◆ **Supplied text**:
· · · · ·

Watchdog
Watchdog is Cupcake's LLM-as-a-judge capability. It evaluates AI agent tool calls using another LLM before they execute, providing semantic security analysis that complements deterministic policy rules.
What is LLM-as-a-Judge?
LLM-as-a-judge is a pattern where one AI model evaluates the outputs or actions of another. Instead of relying solely on pattern matching or static rules, you use an LLM's reasoning capabilities to assess whether an action is appropriate, safe, or aligned with intent.
For AI coding agents, this means:
- Semantic understanding: Catching threats that don't match simple patterns
- Context awareness: Evaluating actions against the broader conversation
- Dynamic reasoning: Adapting to novel situations without new rules
Why Cupcake is Well-Positioned for This
Cupcake already sits at the chokepoint between AI agents and their tools. Every file edit, shell command, and API call flows through Cupcake's policy engine. This makes it the natural place to add LLM-based evaluation:
- Already intercepting events: No additional integration work for users
- Structured input: Events are already parsed and normalized
- Policy composition: Watchdog results flow into the same policy system as deterministic rules
- Fail-safe by default: If the LLM is unavailable, Cupcake's deterministic policies still protect you
How It Works
When Watchdog is enabled:
- An AI agent attempts a tool call (e.g., run a shell command)

· · · · ·

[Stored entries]

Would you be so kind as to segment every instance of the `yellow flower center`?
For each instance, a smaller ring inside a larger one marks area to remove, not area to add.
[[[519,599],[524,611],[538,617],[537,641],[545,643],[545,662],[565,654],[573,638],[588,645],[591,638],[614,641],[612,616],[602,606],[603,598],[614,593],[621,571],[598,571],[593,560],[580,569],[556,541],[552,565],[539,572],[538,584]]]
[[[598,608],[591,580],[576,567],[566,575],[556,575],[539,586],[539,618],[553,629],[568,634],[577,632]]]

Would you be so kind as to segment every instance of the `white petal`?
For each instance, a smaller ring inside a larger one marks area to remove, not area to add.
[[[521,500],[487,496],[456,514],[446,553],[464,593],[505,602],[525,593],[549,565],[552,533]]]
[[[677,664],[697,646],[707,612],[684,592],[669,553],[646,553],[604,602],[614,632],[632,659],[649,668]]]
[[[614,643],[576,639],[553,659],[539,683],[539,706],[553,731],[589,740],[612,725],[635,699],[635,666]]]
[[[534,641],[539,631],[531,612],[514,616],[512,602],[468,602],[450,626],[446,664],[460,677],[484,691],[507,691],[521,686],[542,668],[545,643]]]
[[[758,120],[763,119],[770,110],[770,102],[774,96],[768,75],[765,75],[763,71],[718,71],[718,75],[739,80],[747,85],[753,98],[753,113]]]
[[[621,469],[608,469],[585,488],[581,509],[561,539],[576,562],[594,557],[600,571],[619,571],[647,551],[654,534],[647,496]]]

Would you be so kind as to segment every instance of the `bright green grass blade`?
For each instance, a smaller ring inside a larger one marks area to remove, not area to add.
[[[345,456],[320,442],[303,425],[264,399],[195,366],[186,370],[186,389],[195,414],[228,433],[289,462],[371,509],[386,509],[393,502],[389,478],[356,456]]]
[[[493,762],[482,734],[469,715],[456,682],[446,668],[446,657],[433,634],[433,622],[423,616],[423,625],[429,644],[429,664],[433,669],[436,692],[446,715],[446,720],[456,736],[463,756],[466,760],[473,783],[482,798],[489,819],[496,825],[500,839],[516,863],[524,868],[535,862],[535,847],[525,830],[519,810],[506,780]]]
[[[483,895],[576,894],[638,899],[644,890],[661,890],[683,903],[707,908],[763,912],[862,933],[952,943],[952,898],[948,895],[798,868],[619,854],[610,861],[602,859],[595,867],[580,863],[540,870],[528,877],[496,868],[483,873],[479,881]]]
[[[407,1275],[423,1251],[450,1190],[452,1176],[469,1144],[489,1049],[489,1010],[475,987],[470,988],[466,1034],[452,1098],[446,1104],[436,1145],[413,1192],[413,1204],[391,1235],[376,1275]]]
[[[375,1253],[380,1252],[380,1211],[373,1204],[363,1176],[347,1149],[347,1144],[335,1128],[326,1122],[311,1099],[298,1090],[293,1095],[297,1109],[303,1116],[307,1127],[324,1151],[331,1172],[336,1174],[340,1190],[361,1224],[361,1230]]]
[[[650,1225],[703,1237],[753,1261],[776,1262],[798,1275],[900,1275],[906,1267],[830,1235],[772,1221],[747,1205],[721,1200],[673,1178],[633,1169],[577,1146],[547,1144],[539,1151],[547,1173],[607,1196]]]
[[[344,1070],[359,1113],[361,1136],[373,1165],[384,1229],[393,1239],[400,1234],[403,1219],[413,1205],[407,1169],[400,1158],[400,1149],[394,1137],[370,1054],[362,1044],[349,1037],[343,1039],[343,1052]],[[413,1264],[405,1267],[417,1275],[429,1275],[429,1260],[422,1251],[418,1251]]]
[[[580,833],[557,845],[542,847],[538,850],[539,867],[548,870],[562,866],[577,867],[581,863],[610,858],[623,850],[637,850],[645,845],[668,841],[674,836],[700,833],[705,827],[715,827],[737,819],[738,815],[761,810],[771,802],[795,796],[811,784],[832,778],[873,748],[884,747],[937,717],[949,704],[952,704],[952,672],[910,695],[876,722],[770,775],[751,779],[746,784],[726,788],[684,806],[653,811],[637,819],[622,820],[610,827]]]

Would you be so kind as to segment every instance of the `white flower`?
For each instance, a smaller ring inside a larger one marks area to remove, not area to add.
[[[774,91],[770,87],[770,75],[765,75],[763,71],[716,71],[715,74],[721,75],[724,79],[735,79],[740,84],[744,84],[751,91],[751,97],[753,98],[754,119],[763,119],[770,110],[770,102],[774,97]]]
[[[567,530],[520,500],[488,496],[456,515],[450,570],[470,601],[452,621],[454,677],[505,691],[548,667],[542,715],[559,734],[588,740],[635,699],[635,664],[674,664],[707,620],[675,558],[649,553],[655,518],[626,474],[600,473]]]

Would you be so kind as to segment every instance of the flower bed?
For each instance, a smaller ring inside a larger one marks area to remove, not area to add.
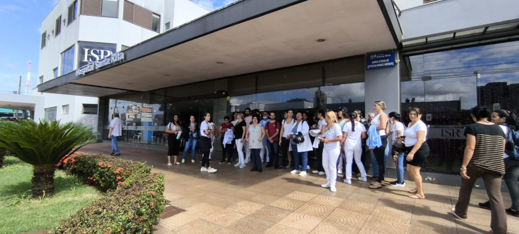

· · · · ·

◆ **Required work**:
1/ Reproduce the Watchdog text from "LLM-as-a-judge is a" up to and including "aligned with intent.".
2/ Answer these questions using the Watchdog text.
(a) What does Watchdog use to evaluate AI agent tool calls before they execute?
(b) Which three kinds of actions are said to flow through Cupcake's policy engine?
(c) If the LLM is unavailable, what still protects the user?
3/ Write the next part of the Watchdog text, picking up after its final line.
The data has no connection to the Watchdog text.

◆ **Answers to the problems**:
1/
LLM-as-a-judge is a pattern where one AI model evaluates the outputs or actions of another. Instead of relying solely on pattern matching or static rules, you use an LLM's reasoning capabilities to assess whether an action is appropriate, safe, or aligned with intent.

2/
(a) Another LLM.
(b) File edits, shell commands, and API calls.
(c) Cupcake's deterministic policies.

3/
- Cupcake intercepts the event as usual
- Watchdog sends the event to an LLM for evaluation
- The LLM returns a structured judgment: allow/deny, confidence, reasoning
- This judgment is available to your policies as
input.signals.watchdog - Your policies decide the final outcome
Agent Action → Cupcake → Watchdog (LLM) → Policy Evaluation → Decision
Use Cases
Security
- Detecting data exfiltration attempts that don't match known patterns
- Identifying commands that seem misaligned with the user's stated intent
- Flagging suspicious sequences of actions
Developer Experience
- Suggesting better approaches before executing suboptimal commands
- Providing context-aware warnings
- Guiding agents toward project-specific best practices
Non-Deterministic Answer to Non-Determinism
AI agents are inherently non-deterministic. They can be prompted, confused, or manipulated in ways that deterministic rules can't anticipate. Watchdog addresses this by fighting fire with fire—using AI to evaluate AI.
This doesn't replace deterministic policies. It complements them. Use Rego rules for known patterns and hard requirements. Use Watchdog for semantic analysis and catching the unexpected.